Just be careful what plastic tube you use (and you would have to weight it so it didn't float when full of air). If it is 200 feet under the water, the pressure in the tube is close to 100psi (about 1/2 pound per food) -- some of your lighter plastic tubing will pop at that kind of pressure. If my quick calculations are correct, a 200 foot air column 1/8 inch in dia displaces about 4 pounds of water so you would require a 4 or 5 pound weight on the end of the little tube so it would sink to the bottom with air in it (this does not take into account the weight of the tube, but I do know most of the plastic tubes I have played with will float quite well if full of air).

mikey

Reply to
Mike Fields

The problem is that a solution should work relatively quickly, but also work for several years of the wells life. We have had some really creative suggestions, but no real solution. Lots of experiment required. Some of you H/W analog types must have alternatives. I would think that between water, non-water, pump power, head pressure, water flow etc. there must be some method of telling how far down in a hole water is sitting.

■ Raw records ■
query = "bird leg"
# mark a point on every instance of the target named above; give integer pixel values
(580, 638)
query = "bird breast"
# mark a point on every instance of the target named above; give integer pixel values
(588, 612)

■ Prompt 1 ■
In the well-depth discussion, list the things named in the sentence that begins "I would think that between".
■ Prompt 2 ■
Carry on the well-depth discussion from its last sentence.

■ Right answer 1 ■
water, non-water, pump power, head pressure, water flow

■ Right answer 2 ■
The next time I have the "really expensive well riggers" out, I could ask them to drop something into the well. Is a simple wire enough? If you have a wire with a heavy weight on it (to get it to the bottom) can you tell the distance to the water? I don't like the usual suggestions as "drop a pebble" or "make an ultrasound pulse" or "blow through a straw into the well bottom". I don't dislike them because they are not possible, just they are not sustainable (dropping

1,000,000 pebbles fills the well) or "automate able" or just custom to one particular well construction technique.

Well maybe that is why there is no commercially available product?

Thanks for the ideas, ~Steve

Reply to
Steve Calfee

Steve Calfee wrote: I don't like the usual

Steve, sorry to hear that we've not provided you with a solution.. I guess you got what you paid for.

On the other hand, I've actually looked into this quite a bit. I went so far as to talk to a couple of municipal engineers (something you could have done for yourself, btw) as well as the local USGS engineers that track water tables in my county. My local county uses pressure transducers permanently installed at the bottom of the well.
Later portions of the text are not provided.